Written request:
From the listing below, collect every line that contains the string "tree", with matching case.

Data to process:

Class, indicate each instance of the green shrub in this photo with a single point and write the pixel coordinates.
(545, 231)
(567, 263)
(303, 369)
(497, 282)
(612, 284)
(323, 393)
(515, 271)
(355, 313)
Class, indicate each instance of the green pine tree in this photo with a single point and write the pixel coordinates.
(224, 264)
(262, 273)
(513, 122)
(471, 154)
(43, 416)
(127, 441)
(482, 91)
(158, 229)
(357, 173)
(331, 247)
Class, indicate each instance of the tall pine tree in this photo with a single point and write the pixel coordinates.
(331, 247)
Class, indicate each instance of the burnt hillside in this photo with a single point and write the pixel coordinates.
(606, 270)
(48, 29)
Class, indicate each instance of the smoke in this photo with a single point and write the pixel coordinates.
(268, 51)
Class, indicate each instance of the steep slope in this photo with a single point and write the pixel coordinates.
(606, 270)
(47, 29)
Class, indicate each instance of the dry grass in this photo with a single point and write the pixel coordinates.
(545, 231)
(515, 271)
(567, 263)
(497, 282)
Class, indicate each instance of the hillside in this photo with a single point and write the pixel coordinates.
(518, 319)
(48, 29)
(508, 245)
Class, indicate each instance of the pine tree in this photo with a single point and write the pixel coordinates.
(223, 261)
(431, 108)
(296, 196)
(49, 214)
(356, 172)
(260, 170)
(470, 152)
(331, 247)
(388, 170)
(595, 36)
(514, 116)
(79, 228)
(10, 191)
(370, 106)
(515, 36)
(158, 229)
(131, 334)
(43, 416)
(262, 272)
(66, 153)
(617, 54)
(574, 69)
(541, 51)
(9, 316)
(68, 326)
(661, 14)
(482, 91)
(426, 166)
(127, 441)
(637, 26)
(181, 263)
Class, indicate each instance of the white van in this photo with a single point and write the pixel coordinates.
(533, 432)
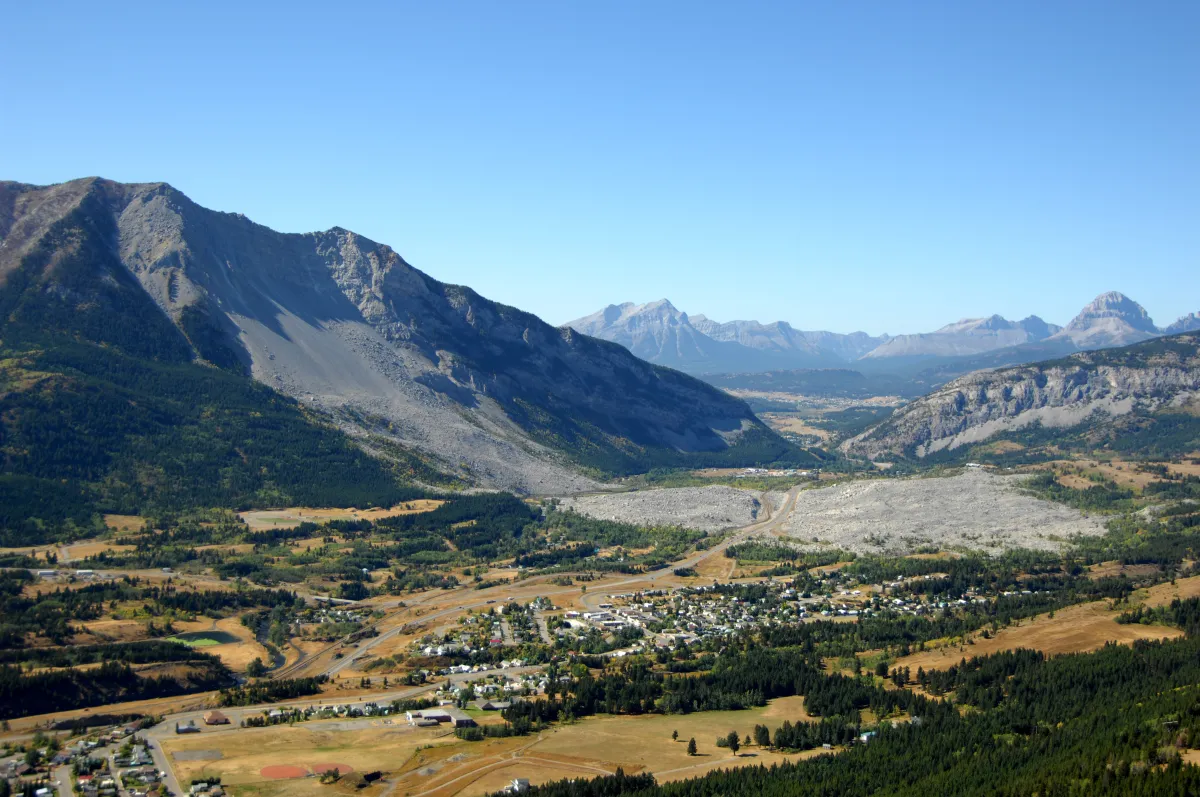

Solution for this exercise:
Class, indicate each instance of the green pine tree in this photo with a single point and write the pixel coordinates.
Class, indicate each instance of the tall pine tree in this photo with a single point and write the pixel coordinates.
Class, indicate each instance of the pine tree in this photo with a single point and write the pixel coordinates.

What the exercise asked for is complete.